==== Supplied information
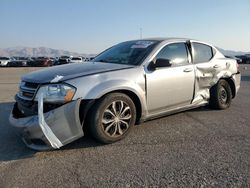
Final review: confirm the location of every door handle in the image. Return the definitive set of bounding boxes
[213,65,220,69]
[183,68,193,72]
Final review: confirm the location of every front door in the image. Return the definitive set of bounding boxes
[146,43,195,114]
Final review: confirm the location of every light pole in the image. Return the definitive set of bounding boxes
[140,28,142,39]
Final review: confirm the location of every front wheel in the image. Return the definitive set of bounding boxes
[209,80,232,110]
[89,93,136,143]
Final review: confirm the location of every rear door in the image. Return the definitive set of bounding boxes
[146,42,194,114]
[191,42,219,104]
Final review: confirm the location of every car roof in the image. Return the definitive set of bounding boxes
[142,37,191,41]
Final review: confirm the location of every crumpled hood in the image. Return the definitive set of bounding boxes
[22,62,133,83]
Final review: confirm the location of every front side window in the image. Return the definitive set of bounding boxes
[192,42,213,63]
[156,43,188,66]
[92,40,159,65]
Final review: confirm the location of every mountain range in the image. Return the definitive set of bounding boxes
[0,47,250,57]
[0,47,94,57]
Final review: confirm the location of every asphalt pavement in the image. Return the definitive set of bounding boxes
[0,65,250,188]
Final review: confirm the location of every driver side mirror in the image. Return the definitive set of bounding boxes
[150,58,172,70]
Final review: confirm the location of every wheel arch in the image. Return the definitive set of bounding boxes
[100,89,142,124]
[79,89,142,125]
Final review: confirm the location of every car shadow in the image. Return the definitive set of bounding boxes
[0,102,216,162]
[0,102,35,162]
[0,102,103,162]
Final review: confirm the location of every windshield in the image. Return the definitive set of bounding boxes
[93,40,158,65]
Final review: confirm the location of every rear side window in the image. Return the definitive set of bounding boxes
[192,42,213,63]
[156,43,188,66]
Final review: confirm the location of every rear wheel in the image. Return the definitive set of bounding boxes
[89,93,136,143]
[209,80,232,110]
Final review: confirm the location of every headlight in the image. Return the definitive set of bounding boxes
[35,84,76,103]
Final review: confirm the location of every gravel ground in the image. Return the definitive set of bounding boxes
[0,65,250,187]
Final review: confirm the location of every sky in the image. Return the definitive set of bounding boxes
[0,0,250,53]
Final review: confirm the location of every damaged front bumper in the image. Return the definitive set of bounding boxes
[9,96,83,151]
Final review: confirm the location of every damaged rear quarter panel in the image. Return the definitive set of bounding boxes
[192,54,237,104]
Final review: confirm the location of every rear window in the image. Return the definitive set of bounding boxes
[192,42,213,63]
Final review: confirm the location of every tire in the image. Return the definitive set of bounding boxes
[88,93,136,144]
[209,80,232,110]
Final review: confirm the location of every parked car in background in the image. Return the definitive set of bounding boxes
[225,55,242,64]
[69,57,83,63]
[54,56,71,65]
[27,57,53,67]
[235,55,250,64]
[10,38,241,150]
[8,57,30,67]
[0,57,11,67]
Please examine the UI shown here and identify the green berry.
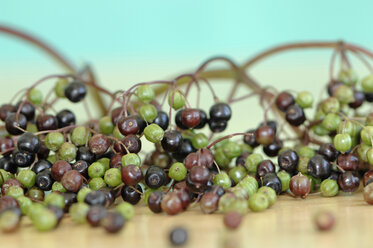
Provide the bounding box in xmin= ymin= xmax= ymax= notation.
xmin=258 ymin=186 xmax=277 ymax=207
xmin=69 ymin=202 xmax=89 ymax=224
xmin=321 ymin=97 xmax=340 ymax=114
xmin=168 ymin=90 xmax=185 ymax=110
xmin=168 ymin=162 xmax=188 ymax=181
xmin=249 ymin=193 xmax=269 ymax=212
xmin=76 ymin=187 xmax=92 ymax=202
xmin=360 ymin=126 xmax=373 ymax=146
xmin=17 ymin=196 xmax=32 ymax=214
xmin=115 ymin=202 xmax=135 ymax=220
xmin=366 ymin=147 xmax=373 ymax=165
xmin=29 ymin=88 xmax=43 ymax=105
xmin=277 ymin=170 xmax=291 ymax=192
xmin=228 ymin=166 xmax=247 ymax=184
xmin=54 ymin=78 xmax=69 ymax=98
xmin=17 ymin=169 xmax=36 ymax=188
xmin=361 ymin=75 xmax=373 ymax=93
xmin=99 ymin=116 xmax=114 ymax=135
xmin=52 ymin=181 xmax=66 ymax=193
xmin=121 ymin=153 xmax=141 ymax=167
xmin=223 ymin=141 xmax=242 ymax=159
xmin=191 ymin=133 xmax=209 ymax=150
xmin=245 ymin=153 xmax=263 ymax=173
xmin=321 ymin=113 xmax=341 ymax=132
xmin=5 ymin=186 xmax=24 ymax=199
xmin=71 ymin=126 xmax=91 ymax=146
xmin=213 ymin=171 xmax=231 ymax=189
xmin=295 ymin=91 xmax=313 ymax=108
xmin=139 ymin=104 xmax=158 ymax=123
xmin=44 ymin=132 xmax=65 ymax=152
xmin=334 ymin=85 xmax=355 ymax=104
xmin=338 ymin=69 xmax=359 ymax=86
xmin=320 ymin=179 xmax=339 ymax=197
xmin=104 ymin=168 xmax=122 ymax=187
xmin=88 ymin=162 xmax=105 ymax=178
xmin=89 ymin=177 xmax=106 ymax=190
xmin=333 ymin=133 xmax=352 ymax=153
xmin=58 ymin=142 xmax=77 ymax=162
xmin=44 ymin=192 xmax=65 ymax=209
xmin=137 ymin=85 xmax=155 ymax=103
xmin=144 ymin=123 xmax=164 ymax=143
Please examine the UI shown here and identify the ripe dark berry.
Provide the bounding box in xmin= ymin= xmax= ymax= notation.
xmin=255 ymin=126 xmax=275 ymax=146
xmin=210 ymin=103 xmax=232 ymax=121
xmin=277 ymin=150 xmax=299 ymax=173
xmin=5 ymin=113 xmax=27 ymax=135
xmin=17 ymin=132 xmax=41 ymax=154
xmin=56 ymin=109 xmax=76 ymax=128
xmin=181 ymin=108 xmax=201 ymax=128
xmin=161 ymin=130 xmax=183 ymax=152
xmin=153 ymin=111 xmax=169 ymax=130
xmin=65 ymin=81 xmax=87 ymax=103
xmin=307 ymin=155 xmax=332 ymax=179
xmin=285 ymin=104 xmax=306 ymax=126
xmin=36 ymin=115 xmax=58 ymax=131
xmin=276 ymin=91 xmax=295 ymax=112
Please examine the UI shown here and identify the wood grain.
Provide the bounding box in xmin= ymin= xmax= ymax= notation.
xmin=0 ymin=193 xmax=373 ymax=248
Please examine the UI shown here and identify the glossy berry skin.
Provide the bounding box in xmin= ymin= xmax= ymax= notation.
xmin=15 ymin=102 xmax=35 ymax=121
xmin=307 ymin=155 xmax=332 ymax=179
xmin=161 ymin=130 xmax=183 ymax=152
xmin=209 ymin=119 xmax=228 ymax=133
xmin=255 ymin=126 xmax=275 ymax=146
xmin=256 ymin=160 xmax=276 ymax=178
xmin=35 ymin=170 xmax=54 ymax=191
xmin=51 ymin=160 xmax=72 ymax=181
xmin=319 ymin=143 xmax=339 ymax=161
xmin=12 ymin=149 xmax=35 ymax=167
xmin=121 ymin=185 xmax=142 ymax=205
xmin=56 ymin=109 xmax=76 ymax=128
xmin=338 ymin=171 xmax=360 ymax=192
xmin=145 ymin=166 xmax=166 ymax=189
xmin=36 ymin=115 xmax=58 ymax=131
xmin=337 ymin=153 xmax=360 ymax=171
xmin=194 ymin=109 xmax=208 ymax=129
xmin=210 ymin=103 xmax=232 ymax=121
xmin=117 ymin=115 xmax=140 ymax=136
xmin=243 ymin=129 xmax=259 ymax=148
xmin=122 ymin=164 xmax=144 ymax=186
xmin=275 ymin=91 xmax=295 ymax=112
xmin=0 ymin=157 xmax=18 ymax=174
xmin=153 ymin=111 xmax=169 ymax=130
xmin=263 ymin=139 xmax=283 ymax=157
xmin=5 ymin=113 xmax=27 ymax=135
xmin=277 ymin=150 xmax=299 ymax=173
xmin=285 ymin=104 xmax=306 ymax=127
xmin=259 ymin=173 xmax=282 ymax=194
xmin=76 ymin=146 xmax=96 ymax=164
xmin=65 ymin=81 xmax=87 ymax=103
xmin=289 ymin=173 xmax=311 ymax=198
xmin=61 ymin=170 xmax=83 ymax=192
xmin=148 ymin=191 xmax=165 ymax=213
xmin=181 ymin=108 xmax=201 ymax=128
xmin=32 ymin=159 xmax=52 ymax=174
xmin=17 ymin=133 xmax=41 ymax=154
xmin=88 ymin=134 xmax=111 ymax=155
xmin=172 ymin=139 xmax=196 ymax=162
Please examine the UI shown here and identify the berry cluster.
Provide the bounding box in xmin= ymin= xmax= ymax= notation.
xmin=0 ymin=27 xmax=373 ymax=236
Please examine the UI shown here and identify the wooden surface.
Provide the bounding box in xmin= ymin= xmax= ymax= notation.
xmin=0 ymin=193 xmax=373 ymax=248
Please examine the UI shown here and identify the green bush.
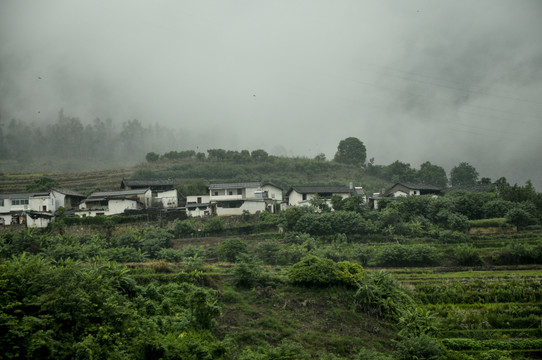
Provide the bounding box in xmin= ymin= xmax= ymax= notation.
xmin=395 ymin=334 xmax=444 ymax=360
xmin=231 ymin=254 xmax=279 ymax=288
xmin=156 ymin=249 xmax=183 ymax=263
xmin=173 ymin=219 xmax=198 ymax=237
xmin=375 ymin=244 xmax=441 ymax=267
xmin=505 ymin=207 xmax=533 ymax=228
xmin=295 ymin=211 xmax=368 ymax=235
xmin=454 ymin=244 xmax=483 ymax=266
xmin=354 ymin=271 xmax=414 ymax=318
xmin=203 ymin=216 xmax=224 ymax=234
xmin=337 ymin=261 xmax=363 ymax=287
xmin=469 ymin=218 xmax=509 ymax=228
xmin=438 ymin=230 xmax=469 ymax=244
xmin=288 ymin=255 xmax=339 ymax=286
xmin=218 ymin=238 xmax=247 ymax=262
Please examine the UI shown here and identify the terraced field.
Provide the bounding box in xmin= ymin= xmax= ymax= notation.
xmin=388 ymin=266 xmax=542 ymax=358
xmin=0 ymin=169 xmax=132 ymax=193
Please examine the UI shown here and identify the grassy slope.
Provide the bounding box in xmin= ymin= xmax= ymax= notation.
xmin=0 ymin=157 xmax=390 ymax=193
xmin=167 ymin=233 xmax=542 ymax=358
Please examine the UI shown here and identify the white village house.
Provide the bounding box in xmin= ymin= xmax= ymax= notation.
xmin=209 ymin=182 xmax=282 ymax=215
xmin=286 ymin=184 xmax=365 ymax=207
xmin=75 ymin=189 xmax=152 ymax=217
xmin=186 ymin=195 xmax=211 ymax=217
xmin=0 ymin=189 xmax=85 ymax=228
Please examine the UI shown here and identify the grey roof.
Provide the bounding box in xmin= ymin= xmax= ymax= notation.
xmin=122 ymin=179 xmax=174 ymax=187
xmin=53 ymin=188 xmax=86 ymax=197
xmin=442 ymin=184 xmax=496 ymax=193
xmin=209 ymin=182 xmax=261 ymax=190
xmin=390 ymin=183 xmax=442 ymax=191
xmin=185 ymin=203 xmax=210 ymax=208
xmin=0 ymin=193 xmax=45 ymax=199
xmin=288 ymin=185 xmax=353 ymax=194
xmin=89 ymin=189 xmax=149 ymax=198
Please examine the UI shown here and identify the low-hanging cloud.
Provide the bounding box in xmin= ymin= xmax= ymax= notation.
xmin=0 ymin=0 xmax=542 ymax=189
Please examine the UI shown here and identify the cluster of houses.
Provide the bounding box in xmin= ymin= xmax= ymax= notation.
xmin=0 ymin=180 xmax=460 ymax=227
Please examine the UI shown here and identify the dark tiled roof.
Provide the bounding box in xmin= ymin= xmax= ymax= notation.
xmin=209 ymin=182 xmax=261 ymax=190
xmin=89 ymin=189 xmax=149 ymax=199
xmin=53 ymin=189 xmax=85 ymax=197
xmin=121 ymin=179 xmax=174 ymax=187
xmin=390 ymin=183 xmax=442 ymax=191
xmin=0 ymin=193 xmax=44 ymax=199
xmin=288 ymin=185 xmax=353 ymax=194
xmin=442 ymin=184 xmax=496 ymax=193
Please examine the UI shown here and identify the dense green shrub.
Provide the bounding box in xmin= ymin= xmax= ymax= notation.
xmin=454 ymin=244 xmax=483 ymax=266
xmin=354 ymin=271 xmax=414 ymax=319
xmin=493 ymin=241 xmax=542 ymax=265
xmin=295 ymin=211 xmax=367 ymax=235
xmin=288 ymin=255 xmax=339 ymax=286
xmin=469 ymin=218 xmax=509 ymax=228
xmin=231 ymin=254 xmax=279 ymax=288
xmin=505 ymin=206 xmax=534 ymax=228
xmin=482 ymin=199 xmax=514 ymax=219
xmin=375 ymin=244 xmax=441 ymax=267
xmin=156 ymin=249 xmax=183 ymax=262
xmin=356 ymin=349 xmax=393 ymax=360
xmin=438 ymin=230 xmax=469 ymax=244
xmin=395 ymin=334 xmax=444 ymax=360
xmin=173 ymin=219 xmax=198 ymax=237
xmin=218 ymin=238 xmax=247 ymax=262
xmin=337 ymin=261 xmax=363 ymax=287
xmin=277 ymin=241 xmax=312 ymax=265
xmin=203 ymin=216 xmax=224 ymax=234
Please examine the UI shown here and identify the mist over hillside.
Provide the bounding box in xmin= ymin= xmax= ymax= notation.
xmin=0 ymin=0 xmax=542 ymax=189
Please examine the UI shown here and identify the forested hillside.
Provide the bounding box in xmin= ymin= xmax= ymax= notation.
xmin=0 ymin=179 xmax=542 ymax=360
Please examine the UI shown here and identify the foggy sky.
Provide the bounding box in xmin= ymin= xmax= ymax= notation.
xmin=0 ymin=0 xmax=542 ymax=191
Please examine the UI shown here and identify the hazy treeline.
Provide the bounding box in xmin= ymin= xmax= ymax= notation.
xmin=0 ymin=110 xmax=183 ymax=163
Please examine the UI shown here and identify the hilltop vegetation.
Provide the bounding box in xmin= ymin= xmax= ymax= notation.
xmin=0 ymin=179 xmax=542 ymax=360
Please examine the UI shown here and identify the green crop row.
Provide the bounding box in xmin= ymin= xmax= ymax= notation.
xmin=438 ymin=328 xmax=540 ymax=340
xmin=442 ymin=338 xmax=542 ymax=350
xmin=414 ymin=278 xmax=542 ymax=304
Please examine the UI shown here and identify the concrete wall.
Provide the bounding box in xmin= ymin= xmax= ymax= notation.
xmin=186 ymin=195 xmax=210 ymax=204
xmin=28 ymin=194 xmax=55 ymax=213
xmin=262 ymin=185 xmax=282 ymax=202
xmin=216 ymin=200 xmax=266 ymax=216
xmin=105 ymin=199 xmax=139 ymax=215
xmin=26 ymin=215 xmax=53 ymax=228
xmin=156 ymin=189 xmax=179 ymax=209
xmin=0 ymin=198 xmax=30 ymax=212
xmin=186 ymin=207 xmax=211 ymax=217
xmin=0 ymin=214 xmax=11 ymax=225
xmin=288 ymin=190 xmax=308 ymax=206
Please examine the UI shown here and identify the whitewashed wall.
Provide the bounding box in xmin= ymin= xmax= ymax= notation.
xmin=156 ymin=189 xmax=179 ymax=209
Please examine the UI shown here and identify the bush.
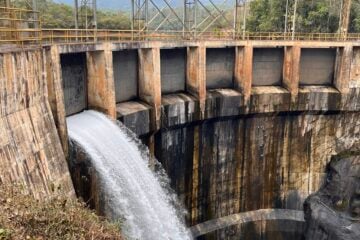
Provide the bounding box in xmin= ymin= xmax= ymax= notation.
xmin=0 ymin=184 xmax=122 ymax=240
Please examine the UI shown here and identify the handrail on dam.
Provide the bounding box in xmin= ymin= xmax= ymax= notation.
xmin=0 ymin=7 xmax=360 ymax=46
xmin=42 ymin=29 xmax=360 ymax=44
xmin=0 ymin=7 xmax=42 ymax=46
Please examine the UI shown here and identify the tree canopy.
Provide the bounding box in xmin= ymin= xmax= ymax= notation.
xmin=9 ymin=0 xmax=360 ymax=33
xmin=247 ymin=0 xmax=360 ymax=33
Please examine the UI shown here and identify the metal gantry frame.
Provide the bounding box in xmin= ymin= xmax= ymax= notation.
xmin=74 ymin=0 xmax=97 ymax=29
xmin=131 ymin=0 xmax=243 ymax=38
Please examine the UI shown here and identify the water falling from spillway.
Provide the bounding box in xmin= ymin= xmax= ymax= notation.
xmin=67 ymin=111 xmax=191 ymax=240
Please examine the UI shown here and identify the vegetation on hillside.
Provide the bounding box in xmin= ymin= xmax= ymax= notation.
xmin=247 ymin=0 xmax=360 ymax=33
xmin=0 ymin=183 xmax=121 ymax=240
xmin=10 ymin=0 xmax=360 ymax=32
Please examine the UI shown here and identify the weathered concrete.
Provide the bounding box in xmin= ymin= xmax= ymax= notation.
xmin=186 ymin=46 xmax=206 ymax=115
xmin=206 ymin=48 xmax=235 ymax=89
xmin=0 ymin=49 xmax=74 ymax=198
xmin=113 ymin=50 xmax=139 ymax=103
xmin=60 ymin=53 xmax=88 ymax=115
xmin=235 ymin=44 xmax=253 ymax=103
xmin=252 ymin=48 xmax=284 ymax=86
xmin=283 ymin=45 xmax=301 ymax=101
xmin=86 ymin=46 xmax=116 ymax=119
xmin=139 ymin=48 xmax=161 ymax=129
xmin=300 ymin=48 xmax=336 ymax=85
xmin=160 ymin=48 xmax=186 ymax=94
xmin=39 ymin=41 xmax=360 ymax=239
xmin=116 ymin=101 xmax=153 ymax=136
xmin=190 ymin=209 xmax=305 ymax=239
xmin=45 ymin=46 xmax=68 ymax=157
xmin=348 ymin=47 xmax=360 ymax=88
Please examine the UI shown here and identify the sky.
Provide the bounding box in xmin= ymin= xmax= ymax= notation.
xmin=53 ymin=0 xmax=234 ymax=10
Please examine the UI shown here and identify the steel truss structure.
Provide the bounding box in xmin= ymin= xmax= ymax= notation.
xmin=131 ymin=0 xmax=250 ymax=38
xmin=74 ymin=0 xmax=97 ymax=29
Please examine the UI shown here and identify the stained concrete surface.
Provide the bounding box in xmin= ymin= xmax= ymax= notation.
xmin=113 ymin=50 xmax=138 ymax=102
xmin=252 ymin=48 xmax=284 ymax=86
xmin=300 ymin=48 xmax=336 ymax=85
xmin=160 ymin=48 xmax=186 ymax=94
xmin=60 ymin=53 xmax=87 ymax=116
xmin=206 ymin=48 xmax=235 ymax=89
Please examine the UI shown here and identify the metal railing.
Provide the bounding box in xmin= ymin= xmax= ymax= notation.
xmin=0 ymin=7 xmax=42 ymax=45
xmin=38 ymin=29 xmax=360 ymax=44
xmin=0 ymin=7 xmax=360 ymax=46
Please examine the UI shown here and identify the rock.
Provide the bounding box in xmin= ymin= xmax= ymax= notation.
xmin=304 ymin=156 xmax=360 ymax=240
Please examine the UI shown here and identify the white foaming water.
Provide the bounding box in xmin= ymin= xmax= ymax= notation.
xmin=67 ymin=111 xmax=192 ymax=240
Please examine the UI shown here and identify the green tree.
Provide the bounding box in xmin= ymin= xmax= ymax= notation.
xmin=247 ymin=0 xmax=286 ymax=32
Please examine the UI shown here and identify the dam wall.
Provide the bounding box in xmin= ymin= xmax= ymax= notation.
xmin=0 ymin=41 xmax=360 ymax=239
xmin=0 ymin=49 xmax=74 ymax=198
xmin=47 ymin=41 xmax=360 ymax=239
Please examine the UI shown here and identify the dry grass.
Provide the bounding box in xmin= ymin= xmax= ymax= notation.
xmin=0 ymin=184 xmax=122 ymax=240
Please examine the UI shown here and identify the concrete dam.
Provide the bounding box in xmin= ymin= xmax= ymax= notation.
xmin=0 ymin=40 xmax=360 ymax=240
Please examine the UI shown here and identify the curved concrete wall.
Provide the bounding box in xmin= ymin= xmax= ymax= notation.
xmin=60 ymin=53 xmax=87 ymax=115
xmin=44 ymin=42 xmax=360 ymax=239
xmin=0 ymin=49 xmax=74 ymax=198
xmin=113 ymin=50 xmax=139 ymax=102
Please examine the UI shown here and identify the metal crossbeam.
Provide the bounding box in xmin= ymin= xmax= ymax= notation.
xmin=74 ymin=0 xmax=97 ymax=29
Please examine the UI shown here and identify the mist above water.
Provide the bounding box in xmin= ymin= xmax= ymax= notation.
xmin=67 ymin=111 xmax=192 ymax=240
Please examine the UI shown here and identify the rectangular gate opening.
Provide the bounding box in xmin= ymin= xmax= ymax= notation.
xmin=300 ymin=48 xmax=336 ymax=86
xmin=60 ymin=53 xmax=87 ymax=116
xmin=160 ymin=48 xmax=186 ymax=94
xmin=113 ymin=50 xmax=139 ymax=103
xmin=252 ymin=48 xmax=284 ymax=86
xmin=206 ymin=47 xmax=235 ymax=89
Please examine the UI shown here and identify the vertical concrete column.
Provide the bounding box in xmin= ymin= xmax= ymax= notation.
xmin=334 ymin=45 xmax=353 ymax=94
xmin=186 ymin=45 xmax=206 ymax=116
xmin=139 ymin=47 xmax=161 ymax=129
xmin=283 ymin=45 xmax=301 ymax=102
xmin=44 ymin=45 xmax=69 ymax=157
xmin=86 ymin=44 xmax=116 ymax=119
xmin=234 ymin=45 xmax=253 ymax=105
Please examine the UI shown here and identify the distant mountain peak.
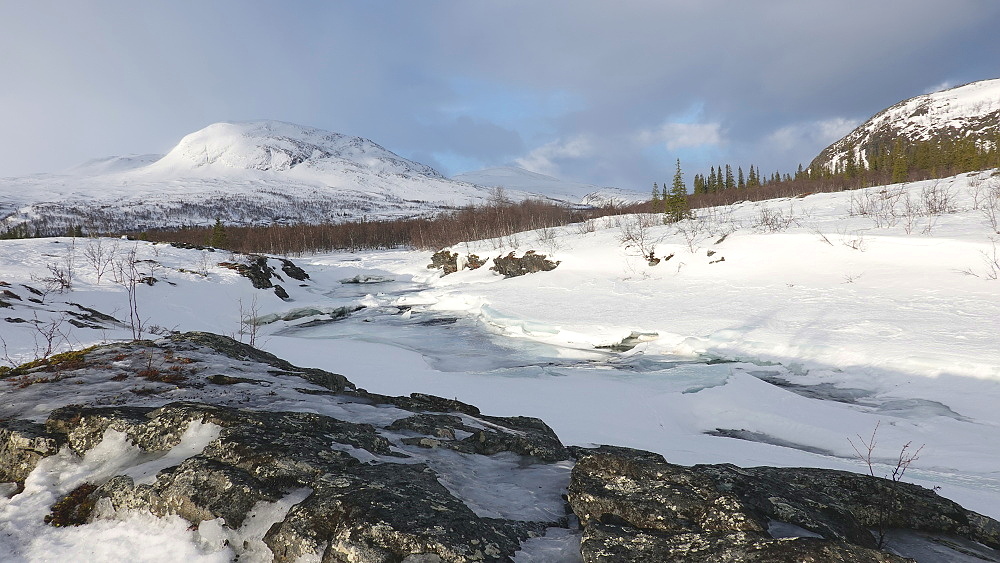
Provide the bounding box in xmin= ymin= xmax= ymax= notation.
xmin=153 ymin=121 xmax=441 ymax=178
xmin=810 ymin=78 xmax=1000 ymax=170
========
→ **Requirement**
Render the lines between the one holding "Final review: confirm the location of every front side" and the one holding "[0,65,250,188]", inclusive, as a two-column CSV with the header instruction,boxes. Give one row per line beginning "Final review", with that line in one quoted field and the bracketed lines under it in the other, line breaks replaced by spaces.

→ **Task solution**
instruction,boxes
"Final review: confirm the location of every front side window in the image. Return the definitive set of bounding boxes","[192,42,213,63] [156,43,188,66] [92,40,159,65]"
"Final review: confirm the location of every mountain range in the image. Return the definitive set of bounding boxes","[0,47,250,57] [0,47,94,57]"
"Final review: confirm the location of every asphalt pavement in the image. Return the definitive set of bounding boxes","[0,65,250,188]"